Extrait du document:
Mais, comme le dit le vieux dicton populaire, l’habit ne fait pas le moine. Comme le défend l’éditorial du journal « Le Monde » du 23 et 24 juin 2024, « Aucune des manœuvres destinées à « dédiaboliser » ce parti ne peut faire oublier les racines antisémites et les obsessions raciales d’une mouvance dont le prétendu philosémitisme n’est que le paravent de la haine envers les musulmans. » Le point central du programme de ce parti est la xénophobie au travers de « la priorité nationale » qui contrevient au principe constitutionnel d’égalité de notre république et à la déclaration des droits de l’homme et du citoyen.
Un évènement significatif
Lors de l’émission « envoyé spécial » un couple blanc, sympathisants de ce parti, a un comportement agressif à l’encontre de leur voisine, une aide-soignante noire. « Te voilà encore toi ? on t’a invitée ? non ! Tu dégages ! j’ai quitté les HLM à cause de gens comme toi » vocifère la femme. « On fait ce qu’on veut, va à la niche ! » La candidate à sa réélection dans la 11ème circonscription du Pas-de-Calais, ancienne présidente de ce parti et ancienne candidate à la présidence de la République, interrogée par « La Voix du Nord » estime que ce ne sont pas des propos racistes mais un simple conflit de voisinage. « La question est de savoir si “va dans ta niche” n’est pas une expression populaire de gens qui se détestent », « Est-ce que c’est raciste ? Moi-même, je peux le dire à l’égard de mes amis ! C’est vous qui tirez la conclusion que c’est raciste du fait de la couleur de peau de la victime. Ça, c’est scandaleux ! répond l’ancienne présidente du parti et met en cause une émission ultra politisée à l’extrême gauche. Si ce parti devait arriver au pouvoir, il est fort à craindre que ces comportements agressifs et racistes se multiplieront avec la certitude de ne pas faire l’objet de poursuite judiciaire. Faut-il rappeler que le racisme est un délit dans notre société civilisée ?

[Éléments du jeu de données]
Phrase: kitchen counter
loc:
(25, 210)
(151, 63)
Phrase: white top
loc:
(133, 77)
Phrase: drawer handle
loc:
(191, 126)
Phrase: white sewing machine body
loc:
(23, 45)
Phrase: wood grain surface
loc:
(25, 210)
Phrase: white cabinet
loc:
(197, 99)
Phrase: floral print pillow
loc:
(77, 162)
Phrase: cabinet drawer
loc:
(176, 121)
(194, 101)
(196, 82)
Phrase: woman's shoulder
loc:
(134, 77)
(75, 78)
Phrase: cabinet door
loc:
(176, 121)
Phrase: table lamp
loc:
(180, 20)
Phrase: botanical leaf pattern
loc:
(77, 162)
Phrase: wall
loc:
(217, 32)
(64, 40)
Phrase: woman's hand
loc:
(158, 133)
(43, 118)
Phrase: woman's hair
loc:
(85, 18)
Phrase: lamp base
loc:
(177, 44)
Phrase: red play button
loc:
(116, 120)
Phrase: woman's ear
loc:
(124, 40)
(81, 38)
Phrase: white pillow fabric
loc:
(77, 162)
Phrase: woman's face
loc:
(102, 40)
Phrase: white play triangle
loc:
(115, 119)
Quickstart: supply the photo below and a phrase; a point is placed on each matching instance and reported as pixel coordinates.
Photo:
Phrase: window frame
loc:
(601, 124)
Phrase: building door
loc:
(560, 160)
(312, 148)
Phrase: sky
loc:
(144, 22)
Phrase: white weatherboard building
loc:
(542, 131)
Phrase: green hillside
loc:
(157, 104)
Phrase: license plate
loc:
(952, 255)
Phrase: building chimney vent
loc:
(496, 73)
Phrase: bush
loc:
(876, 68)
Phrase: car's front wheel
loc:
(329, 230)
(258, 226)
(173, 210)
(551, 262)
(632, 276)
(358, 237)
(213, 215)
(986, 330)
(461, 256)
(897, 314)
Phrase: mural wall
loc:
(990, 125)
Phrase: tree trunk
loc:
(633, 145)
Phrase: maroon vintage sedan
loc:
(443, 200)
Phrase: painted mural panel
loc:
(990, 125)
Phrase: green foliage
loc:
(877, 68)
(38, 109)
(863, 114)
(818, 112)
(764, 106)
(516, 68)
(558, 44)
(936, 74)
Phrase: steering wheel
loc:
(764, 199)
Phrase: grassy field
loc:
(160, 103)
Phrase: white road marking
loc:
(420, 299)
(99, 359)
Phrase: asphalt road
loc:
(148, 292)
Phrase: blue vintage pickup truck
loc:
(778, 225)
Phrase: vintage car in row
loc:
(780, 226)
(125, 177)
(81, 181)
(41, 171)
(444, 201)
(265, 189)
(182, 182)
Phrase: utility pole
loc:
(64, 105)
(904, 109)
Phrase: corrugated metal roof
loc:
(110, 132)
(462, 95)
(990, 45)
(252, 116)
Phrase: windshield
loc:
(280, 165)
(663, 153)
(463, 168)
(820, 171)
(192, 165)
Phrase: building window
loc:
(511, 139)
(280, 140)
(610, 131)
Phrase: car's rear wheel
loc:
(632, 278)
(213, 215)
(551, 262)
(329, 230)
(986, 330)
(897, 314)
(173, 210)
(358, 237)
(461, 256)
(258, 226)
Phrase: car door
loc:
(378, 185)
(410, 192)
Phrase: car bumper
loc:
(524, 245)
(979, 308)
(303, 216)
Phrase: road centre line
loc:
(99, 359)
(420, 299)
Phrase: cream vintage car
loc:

Travaux:
1) Recopiez le passage de l'extrait qui va de « Mais, comme le » à « et du citoyen. », ces deux bouts de phrase compris.
2) Répondez à ces questions sur l'extrait :
(a) Dans quel journal l'éditorial cité a-t-il paru, et à quelles dates ?
(b) Quel métier exerce la voisine visée par le couple ?
(c) Dans quelle circonscription la candidate se présente-t-elle pour être réélue ?
Ce matériel vient d'une autre source que l'extrait.

Réponses par tâche:
1)
Mais, comme le dit le vieux dicton populaire, l’habit ne fait pas le moine. Comme le défend l’éditorial du journal « Le Monde » du 23 et 24 juin 2024, « Aucune des manœuvres destinées à « dédiaboliser » ce parti ne peut faire oublier les racines antisémites et les obsessions raciales d’une mouvance dont le prétendu philosémitisme n’est que le paravent de la haine envers les musulmans. » Le point central du programme de ce parti est la xénophobie au travers de « la priorité nationale » qui contrevient au principe constitutionnel d’égalité de notre république et à la déclaration des droits de l’homme et du citoyen.

2)
(a) Dans « Le Monde », les 23 et 24 juin 2024.
(b) Elle est aide-soignante.
(c) Dans la 11e circonscription du Pas-de-Calais.